Provided passage:
· · · ·
As Mobyseven and Athon have said, the issue is with philosophy in general vs. metaphysics in particular. Lots of good stuff in philosophy. I'm not so sure about metaphysics.
Some people go so far as to say that metaphysics does not have anything to do with reality; it's an exercise in logic. If that is the case, then I really think there's been enough time to reach some logical conclusions that discard certain metaphysics and keep others. And yet we are still discussing solipsism, epiphenomenalism, and dualism. I suppose there are a few bizarre ontologies that have been discarded or fallen out of favor: Can anyone name one?
Don't get me wrong, I love discussing metaphysics. And I'm not much of a philosopher. But I don't think I'm discussing something that is about to reach a definitive conclusion about the way the world is.
· · · ·
What to work on:
1. Write out the passage of the post on metaphysics starting with "As Mobyseven and" and going on through "anyone name one?".
2. Extend the post on metaphysics, picking up right after its final sentence.
The records that come next are from a separate source.
· · · ·
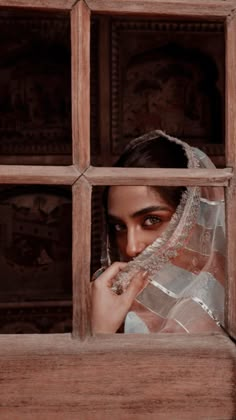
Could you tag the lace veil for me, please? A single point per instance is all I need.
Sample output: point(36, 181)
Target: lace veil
point(186, 263)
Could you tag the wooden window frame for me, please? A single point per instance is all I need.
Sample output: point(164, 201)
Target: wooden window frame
point(123, 376)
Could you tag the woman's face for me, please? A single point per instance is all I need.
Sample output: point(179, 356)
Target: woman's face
point(137, 215)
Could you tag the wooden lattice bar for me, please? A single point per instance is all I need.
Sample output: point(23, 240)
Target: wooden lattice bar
point(202, 9)
point(150, 176)
point(230, 310)
point(81, 257)
point(50, 175)
point(80, 38)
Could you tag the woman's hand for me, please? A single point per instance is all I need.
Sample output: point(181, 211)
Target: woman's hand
point(108, 308)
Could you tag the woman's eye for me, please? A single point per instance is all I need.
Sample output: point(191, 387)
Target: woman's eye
point(152, 220)
point(118, 227)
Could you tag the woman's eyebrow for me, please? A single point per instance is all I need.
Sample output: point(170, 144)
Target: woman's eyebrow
point(140, 212)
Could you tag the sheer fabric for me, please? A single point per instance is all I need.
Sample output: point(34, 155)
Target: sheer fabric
point(186, 264)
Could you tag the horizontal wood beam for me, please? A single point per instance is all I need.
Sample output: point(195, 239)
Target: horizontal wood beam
point(169, 376)
point(48, 175)
point(162, 177)
point(211, 9)
point(39, 4)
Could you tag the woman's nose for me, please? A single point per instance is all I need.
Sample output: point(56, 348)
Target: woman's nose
point(135, 244)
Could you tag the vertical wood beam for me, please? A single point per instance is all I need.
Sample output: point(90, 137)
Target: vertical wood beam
point(104, 94)
point(80, 50)
point(81, 256)
point(230, 300)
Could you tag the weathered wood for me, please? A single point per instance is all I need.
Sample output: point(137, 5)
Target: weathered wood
point(210, 9)
point(162, 376)
point(104, 94)
point(39, 4)
point(81, 256)
point(151, 176)
point(51, 175)
point(230, 314)
point(80, 46)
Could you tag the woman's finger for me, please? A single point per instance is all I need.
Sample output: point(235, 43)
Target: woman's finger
point(109, 274)
point(138, 282)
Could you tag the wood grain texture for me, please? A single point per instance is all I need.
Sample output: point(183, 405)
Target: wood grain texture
point(104, 94)
point(80, 47)
point(210, 9)
point(51, 175)
point(39, 4)
point(150, 176)
point(230, 313)
point(162, 376)
point(81, 255)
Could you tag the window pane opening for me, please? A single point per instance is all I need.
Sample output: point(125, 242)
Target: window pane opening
point(35, 81)
point(180, 248)
point(35, 259)
point(149, 74)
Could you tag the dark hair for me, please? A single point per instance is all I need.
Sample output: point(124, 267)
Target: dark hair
point(156, 152)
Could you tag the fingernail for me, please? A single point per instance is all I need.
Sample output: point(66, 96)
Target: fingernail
point(145, 274)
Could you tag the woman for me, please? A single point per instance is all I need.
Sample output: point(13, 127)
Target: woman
point(170, 244)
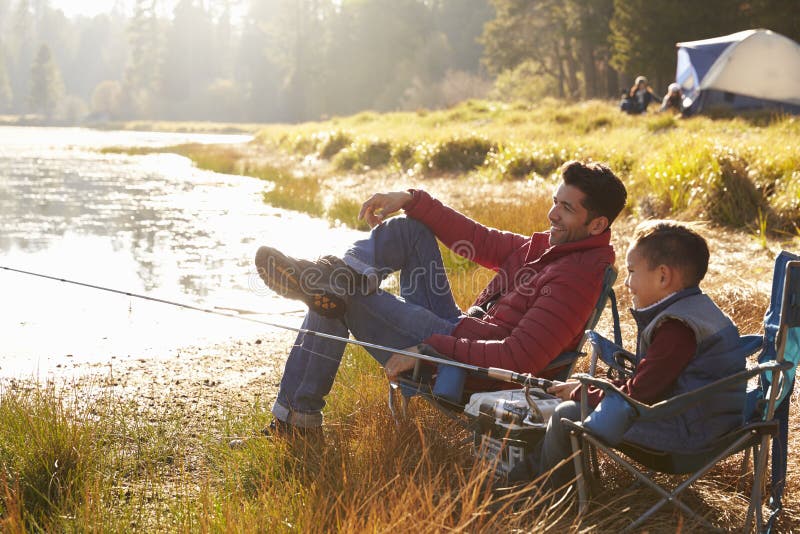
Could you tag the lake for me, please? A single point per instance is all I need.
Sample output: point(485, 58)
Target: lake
point(150, 224)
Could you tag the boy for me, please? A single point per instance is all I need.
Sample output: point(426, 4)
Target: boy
point(685, 341)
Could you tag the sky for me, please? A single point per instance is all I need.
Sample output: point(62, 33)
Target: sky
point(90, 8)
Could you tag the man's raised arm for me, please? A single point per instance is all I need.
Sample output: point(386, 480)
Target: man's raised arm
point(382, 205)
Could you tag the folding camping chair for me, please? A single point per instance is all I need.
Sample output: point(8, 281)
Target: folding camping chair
point(421, 381)
point(780, 350)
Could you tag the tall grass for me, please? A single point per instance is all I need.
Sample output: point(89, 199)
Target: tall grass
point(374, 475)
point(671, 166)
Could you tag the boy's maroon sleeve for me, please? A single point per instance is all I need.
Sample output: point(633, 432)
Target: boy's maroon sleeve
point(673, 346)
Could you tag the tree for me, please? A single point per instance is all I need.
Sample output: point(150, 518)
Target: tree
point(46, 86)
point(6, 94)
point(189, 55)
point(141, 71)
point(564, 40)
point(107, 99)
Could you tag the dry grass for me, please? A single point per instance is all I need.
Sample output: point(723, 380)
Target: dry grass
point(371, 475)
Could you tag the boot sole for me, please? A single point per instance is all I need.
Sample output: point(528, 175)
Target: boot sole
point(279, 274)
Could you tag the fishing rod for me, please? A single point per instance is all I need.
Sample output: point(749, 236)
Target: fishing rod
point(426, 353)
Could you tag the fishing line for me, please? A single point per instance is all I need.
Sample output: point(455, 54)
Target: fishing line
point(491, 372)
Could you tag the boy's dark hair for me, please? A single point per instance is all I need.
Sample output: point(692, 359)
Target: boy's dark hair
point(605, 193)
point(673, 244)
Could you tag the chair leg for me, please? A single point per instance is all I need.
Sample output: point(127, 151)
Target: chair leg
point(743, 468)
point(760, 465)
point(580, 480)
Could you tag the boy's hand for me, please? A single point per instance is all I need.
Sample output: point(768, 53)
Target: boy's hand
point(400, 363)
point(381, 205)
point(563, 390)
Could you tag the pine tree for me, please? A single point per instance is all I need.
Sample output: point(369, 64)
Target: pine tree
point(47, 88)
point(6, 94)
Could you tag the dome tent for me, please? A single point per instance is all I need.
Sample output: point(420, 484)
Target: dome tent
point(744, 70)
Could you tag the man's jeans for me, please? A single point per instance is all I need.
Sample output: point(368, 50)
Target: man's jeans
point(425, 307)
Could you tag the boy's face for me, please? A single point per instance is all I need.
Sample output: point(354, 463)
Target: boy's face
point(645, 284)
point(569, 220)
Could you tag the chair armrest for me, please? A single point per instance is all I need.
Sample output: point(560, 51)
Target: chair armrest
point(612, 355)
point(680, 403)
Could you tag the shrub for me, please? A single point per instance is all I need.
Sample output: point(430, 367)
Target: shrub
point(376, 153)
point(733, 199)
point(347, 159)
point(331, 142)
point(404, 155)
point(663, 122)
point(459, 154)
point(47, 452)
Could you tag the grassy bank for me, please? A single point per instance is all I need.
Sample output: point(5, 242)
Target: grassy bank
point(145, 471)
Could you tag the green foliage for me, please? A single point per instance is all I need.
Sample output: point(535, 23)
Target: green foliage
point(47, 89)
point(561, 43)
point(458, 154)
point(48, 451)
point(364, 155)
point(523, 83)
point(664, 121)
point(332, 142)
point(515, 162)
point(404, 155)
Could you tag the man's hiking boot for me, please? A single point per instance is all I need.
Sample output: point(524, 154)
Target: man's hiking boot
point(324, 285)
· · · ·
Responses:
1.
As Mobyseven and Athon have said, the issue is with philosophy in general vs. metaphysics in particular. Lots of good stuff in philosophy. I'm not so sure about metaphysics.
Some people go so far as to say that metaphysics does not have anything to do with reality; it's an exercise in logic. If that is the case, then I really think there's been enough time to reach some logical conclusions that discard certain metaphysics and keep others. And yet we are still discussing solipsism, epiphenomenalism, and dualism. I suppose there are a few bizarre ontologies that have been discarded or fallen out of favor: Can anyone name one?

2.
~~ Paul
Here is the the difficulty with logic. Logic "uses" terms like true and false, but it is not at all concerned with truth or falsity at all, really. It is concerned with establishing rules of inference that allow one to get from assumed axioms (first premises) to deduced conclusions. Logic itself does not dictate the axioms and therefore is intended to have no content. (Whether there is hidden content or not is a subject for another day.) Truth or falsity is a supervening property/quality we ascribe to arguments which is unsupported by logic. Logic only answers the question: " Was this conclusion validly deduced from these premises?" That's all.
We gots to get Mr. Spock out of our collective heads.
In this sense, every single logical argument, and this will seem immediately obvious to skeptics, can be read as a conditional. Let's take the classic categorical syllogism:
All men are mortal.
Socrates is a man.
Therefore, Socrates is mortal.
Two ideas are expressed here that are not deduced logically. They are assumed. It is from these assumptions and the common terms between them that we are able to derive the conclusion. Let's (loosely) rewrite it this way:
If
{
"All men are mortal" & "Socrates is a man"
}
Return "Socrates is mortal";
Please forgive me the pseudo-scripting conceit...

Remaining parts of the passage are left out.